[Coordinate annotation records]

= = = = =

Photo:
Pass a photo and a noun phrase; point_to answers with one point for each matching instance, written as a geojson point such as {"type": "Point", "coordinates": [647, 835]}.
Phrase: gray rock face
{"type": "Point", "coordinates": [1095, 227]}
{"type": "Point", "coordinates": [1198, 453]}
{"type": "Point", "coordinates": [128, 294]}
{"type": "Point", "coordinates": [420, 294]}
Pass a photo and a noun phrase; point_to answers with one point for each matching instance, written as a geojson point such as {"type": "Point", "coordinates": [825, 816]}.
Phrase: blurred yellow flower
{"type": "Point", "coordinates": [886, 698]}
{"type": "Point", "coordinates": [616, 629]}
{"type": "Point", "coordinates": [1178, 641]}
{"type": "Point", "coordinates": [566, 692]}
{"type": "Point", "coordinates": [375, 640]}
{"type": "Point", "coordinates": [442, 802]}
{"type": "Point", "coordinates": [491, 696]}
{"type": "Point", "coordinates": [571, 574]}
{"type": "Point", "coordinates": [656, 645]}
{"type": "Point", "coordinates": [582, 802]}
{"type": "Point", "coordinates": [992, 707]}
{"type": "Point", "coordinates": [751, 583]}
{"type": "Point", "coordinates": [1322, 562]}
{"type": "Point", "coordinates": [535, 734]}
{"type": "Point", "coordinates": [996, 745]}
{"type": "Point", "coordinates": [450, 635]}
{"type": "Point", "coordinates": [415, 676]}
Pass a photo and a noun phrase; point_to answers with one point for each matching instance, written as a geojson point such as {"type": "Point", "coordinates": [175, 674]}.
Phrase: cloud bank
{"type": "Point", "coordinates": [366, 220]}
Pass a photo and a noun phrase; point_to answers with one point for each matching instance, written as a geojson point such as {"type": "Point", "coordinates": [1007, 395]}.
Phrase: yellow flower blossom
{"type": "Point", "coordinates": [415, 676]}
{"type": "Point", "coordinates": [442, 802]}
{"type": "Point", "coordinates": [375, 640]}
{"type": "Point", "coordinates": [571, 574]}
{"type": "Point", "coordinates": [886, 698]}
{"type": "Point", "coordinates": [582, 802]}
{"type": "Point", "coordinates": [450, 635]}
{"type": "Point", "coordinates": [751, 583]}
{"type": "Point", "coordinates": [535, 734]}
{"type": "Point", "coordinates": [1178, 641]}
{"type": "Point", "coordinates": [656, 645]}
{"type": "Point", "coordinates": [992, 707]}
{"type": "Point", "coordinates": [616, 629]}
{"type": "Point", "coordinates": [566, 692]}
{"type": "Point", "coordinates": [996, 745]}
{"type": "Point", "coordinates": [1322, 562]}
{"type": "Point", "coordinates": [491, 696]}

= = = = =

*SET EXERCISE*: Pick out every line of the material that contains the word "flower", and copy each of those lines in full.

*THE ANSWER*:
Phrase: blurred yellow flower
Phrase: yellow flower blossom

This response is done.